* _Data to examine_:
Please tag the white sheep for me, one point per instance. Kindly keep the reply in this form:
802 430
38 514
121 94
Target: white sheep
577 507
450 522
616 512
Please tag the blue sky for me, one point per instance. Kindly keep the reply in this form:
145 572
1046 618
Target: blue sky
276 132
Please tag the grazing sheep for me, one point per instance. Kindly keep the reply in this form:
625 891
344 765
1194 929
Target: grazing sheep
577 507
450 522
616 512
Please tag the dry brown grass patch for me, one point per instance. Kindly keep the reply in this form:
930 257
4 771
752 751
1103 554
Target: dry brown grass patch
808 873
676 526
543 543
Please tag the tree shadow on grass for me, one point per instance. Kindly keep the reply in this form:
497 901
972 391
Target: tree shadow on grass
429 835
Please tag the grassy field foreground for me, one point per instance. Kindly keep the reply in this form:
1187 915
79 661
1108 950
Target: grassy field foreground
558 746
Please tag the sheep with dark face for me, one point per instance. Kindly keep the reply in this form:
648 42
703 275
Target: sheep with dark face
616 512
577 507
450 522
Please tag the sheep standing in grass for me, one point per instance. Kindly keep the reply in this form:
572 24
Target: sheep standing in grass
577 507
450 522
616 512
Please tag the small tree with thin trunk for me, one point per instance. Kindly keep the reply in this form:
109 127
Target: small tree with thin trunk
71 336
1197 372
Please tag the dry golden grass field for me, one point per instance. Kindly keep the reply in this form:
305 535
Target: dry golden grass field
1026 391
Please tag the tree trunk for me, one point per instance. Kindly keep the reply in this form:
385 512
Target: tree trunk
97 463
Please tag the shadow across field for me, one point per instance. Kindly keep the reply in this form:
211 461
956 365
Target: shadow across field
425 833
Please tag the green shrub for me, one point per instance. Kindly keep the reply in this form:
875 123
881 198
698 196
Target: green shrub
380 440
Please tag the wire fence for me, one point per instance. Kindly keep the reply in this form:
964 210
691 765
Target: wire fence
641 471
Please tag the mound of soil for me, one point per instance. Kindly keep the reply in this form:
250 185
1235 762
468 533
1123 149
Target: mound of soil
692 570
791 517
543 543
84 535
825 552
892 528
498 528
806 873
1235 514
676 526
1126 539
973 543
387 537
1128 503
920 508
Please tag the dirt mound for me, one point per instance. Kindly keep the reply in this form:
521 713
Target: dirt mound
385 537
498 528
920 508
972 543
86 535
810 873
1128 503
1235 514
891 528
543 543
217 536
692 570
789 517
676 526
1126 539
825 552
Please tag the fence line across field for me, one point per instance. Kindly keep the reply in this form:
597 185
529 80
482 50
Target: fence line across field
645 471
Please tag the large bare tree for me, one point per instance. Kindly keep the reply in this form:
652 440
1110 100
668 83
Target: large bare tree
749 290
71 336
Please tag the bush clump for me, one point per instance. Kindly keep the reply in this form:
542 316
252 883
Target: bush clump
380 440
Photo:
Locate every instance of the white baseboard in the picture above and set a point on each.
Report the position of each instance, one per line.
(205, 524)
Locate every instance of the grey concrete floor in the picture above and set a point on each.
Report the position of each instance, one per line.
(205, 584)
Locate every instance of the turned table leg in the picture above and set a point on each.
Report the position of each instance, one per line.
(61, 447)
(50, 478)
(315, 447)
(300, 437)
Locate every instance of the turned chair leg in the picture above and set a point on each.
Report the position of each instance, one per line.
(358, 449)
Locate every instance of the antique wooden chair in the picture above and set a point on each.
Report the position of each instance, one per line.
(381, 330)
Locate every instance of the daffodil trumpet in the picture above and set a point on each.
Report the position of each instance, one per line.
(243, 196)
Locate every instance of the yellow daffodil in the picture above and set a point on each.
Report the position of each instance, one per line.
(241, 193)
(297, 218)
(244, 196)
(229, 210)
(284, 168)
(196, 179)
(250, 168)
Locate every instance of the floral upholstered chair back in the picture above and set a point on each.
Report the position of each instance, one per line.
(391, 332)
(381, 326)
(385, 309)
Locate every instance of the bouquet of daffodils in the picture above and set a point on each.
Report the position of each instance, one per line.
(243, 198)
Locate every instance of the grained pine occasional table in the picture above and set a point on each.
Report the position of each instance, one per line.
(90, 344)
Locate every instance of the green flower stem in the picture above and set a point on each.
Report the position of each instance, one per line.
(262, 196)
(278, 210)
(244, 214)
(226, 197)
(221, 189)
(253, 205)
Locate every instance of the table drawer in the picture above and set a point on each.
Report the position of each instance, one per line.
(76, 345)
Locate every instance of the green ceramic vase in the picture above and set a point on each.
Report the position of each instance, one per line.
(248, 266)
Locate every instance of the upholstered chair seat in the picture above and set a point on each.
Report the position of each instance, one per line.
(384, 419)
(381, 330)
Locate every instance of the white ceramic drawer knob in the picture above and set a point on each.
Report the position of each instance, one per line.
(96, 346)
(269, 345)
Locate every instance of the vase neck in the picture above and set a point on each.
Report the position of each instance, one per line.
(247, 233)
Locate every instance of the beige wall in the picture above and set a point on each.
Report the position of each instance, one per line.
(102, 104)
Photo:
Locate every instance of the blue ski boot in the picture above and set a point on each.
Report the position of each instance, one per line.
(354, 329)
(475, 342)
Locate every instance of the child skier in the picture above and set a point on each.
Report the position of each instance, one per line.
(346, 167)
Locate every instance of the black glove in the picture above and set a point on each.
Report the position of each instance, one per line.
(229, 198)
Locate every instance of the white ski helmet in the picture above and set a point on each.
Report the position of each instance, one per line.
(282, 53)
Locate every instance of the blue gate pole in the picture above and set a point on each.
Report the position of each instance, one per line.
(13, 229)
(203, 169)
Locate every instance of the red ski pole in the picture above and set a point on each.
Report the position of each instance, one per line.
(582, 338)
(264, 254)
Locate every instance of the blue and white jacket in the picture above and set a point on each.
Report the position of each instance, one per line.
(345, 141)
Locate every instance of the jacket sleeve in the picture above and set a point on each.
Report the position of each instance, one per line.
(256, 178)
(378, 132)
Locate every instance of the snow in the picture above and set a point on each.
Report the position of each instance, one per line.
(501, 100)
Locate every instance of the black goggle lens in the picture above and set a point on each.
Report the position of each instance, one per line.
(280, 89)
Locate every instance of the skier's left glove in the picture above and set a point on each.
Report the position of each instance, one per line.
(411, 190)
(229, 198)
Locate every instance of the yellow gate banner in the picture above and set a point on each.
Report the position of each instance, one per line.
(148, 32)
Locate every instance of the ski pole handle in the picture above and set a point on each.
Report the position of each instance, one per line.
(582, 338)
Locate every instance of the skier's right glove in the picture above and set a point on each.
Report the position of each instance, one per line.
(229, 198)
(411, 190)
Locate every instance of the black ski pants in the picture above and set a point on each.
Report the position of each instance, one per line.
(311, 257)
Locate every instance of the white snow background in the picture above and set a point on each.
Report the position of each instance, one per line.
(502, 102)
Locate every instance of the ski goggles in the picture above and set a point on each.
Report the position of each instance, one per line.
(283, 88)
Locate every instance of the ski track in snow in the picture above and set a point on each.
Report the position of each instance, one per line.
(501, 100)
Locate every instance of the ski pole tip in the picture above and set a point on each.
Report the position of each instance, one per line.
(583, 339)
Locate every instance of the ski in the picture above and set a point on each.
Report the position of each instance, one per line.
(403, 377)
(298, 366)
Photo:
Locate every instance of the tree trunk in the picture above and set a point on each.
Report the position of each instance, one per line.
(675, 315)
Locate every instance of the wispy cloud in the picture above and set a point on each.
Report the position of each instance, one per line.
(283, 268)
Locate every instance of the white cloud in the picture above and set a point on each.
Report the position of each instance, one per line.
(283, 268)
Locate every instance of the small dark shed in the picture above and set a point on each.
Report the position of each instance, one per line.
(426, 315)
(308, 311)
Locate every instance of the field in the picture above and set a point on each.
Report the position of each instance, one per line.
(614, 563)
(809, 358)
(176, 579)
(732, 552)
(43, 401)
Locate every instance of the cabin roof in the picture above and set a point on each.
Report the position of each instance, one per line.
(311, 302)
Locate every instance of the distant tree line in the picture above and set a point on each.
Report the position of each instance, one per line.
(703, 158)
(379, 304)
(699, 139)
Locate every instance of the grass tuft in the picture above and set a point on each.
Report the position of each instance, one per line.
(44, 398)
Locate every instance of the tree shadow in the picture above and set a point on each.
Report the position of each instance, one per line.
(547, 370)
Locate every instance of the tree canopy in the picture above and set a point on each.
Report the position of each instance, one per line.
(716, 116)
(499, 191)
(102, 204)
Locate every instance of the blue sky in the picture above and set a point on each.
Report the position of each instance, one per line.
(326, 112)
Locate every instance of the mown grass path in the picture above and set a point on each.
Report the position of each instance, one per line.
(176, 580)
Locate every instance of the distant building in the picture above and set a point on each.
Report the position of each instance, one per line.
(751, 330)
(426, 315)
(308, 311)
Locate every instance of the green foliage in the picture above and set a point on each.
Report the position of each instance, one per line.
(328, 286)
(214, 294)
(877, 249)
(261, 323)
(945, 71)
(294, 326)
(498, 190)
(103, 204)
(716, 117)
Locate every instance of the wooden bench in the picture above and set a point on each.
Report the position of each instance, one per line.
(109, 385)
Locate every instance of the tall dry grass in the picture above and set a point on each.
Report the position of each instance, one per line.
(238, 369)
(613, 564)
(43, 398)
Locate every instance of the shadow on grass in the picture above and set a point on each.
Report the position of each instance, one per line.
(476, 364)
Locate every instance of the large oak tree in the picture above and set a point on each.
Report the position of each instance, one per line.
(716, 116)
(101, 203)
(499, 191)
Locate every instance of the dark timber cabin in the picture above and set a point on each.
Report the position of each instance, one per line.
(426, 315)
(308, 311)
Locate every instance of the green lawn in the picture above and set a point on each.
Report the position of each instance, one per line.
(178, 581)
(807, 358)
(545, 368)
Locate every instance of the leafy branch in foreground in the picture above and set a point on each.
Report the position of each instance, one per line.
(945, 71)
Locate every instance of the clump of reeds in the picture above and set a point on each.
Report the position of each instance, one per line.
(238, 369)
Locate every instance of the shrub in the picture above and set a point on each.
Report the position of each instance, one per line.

* _Task_:
From the records above, transcribe without alteration every line from the one with "Target: tree shadow on grass" to the one with "Please tag the dry golden", inclusive.

* _Exercise response_:
Target: tree shadow on grass
429 835
Please tag the grassy field foreground for me, one point per instance. Kindly keep the reply in this form:
1187 915
79 661
1108 950
Target: grassy field foreground
558 746
Please tag the sheep with dark face for me, one point per instance. Kindly keep the reply in this form:
648 42
703 275
Target: sheep with dark face
616 512
577 507
450 522
Please tag the sheep standing in grass for me, one point per instance. Kindly keep the reply in this form:
572 24
Target: sheep standing in grass
577 507
450 522
616 512
Please tag the small tree with thin trunk for me, one point per instance. Kindly keep the reply in this form:
109 127
Target: small tree with thin trunk
71 336
1197 372
Please tag the dry golden grass field for me, one point per instance. Kindly keep the reply in this form:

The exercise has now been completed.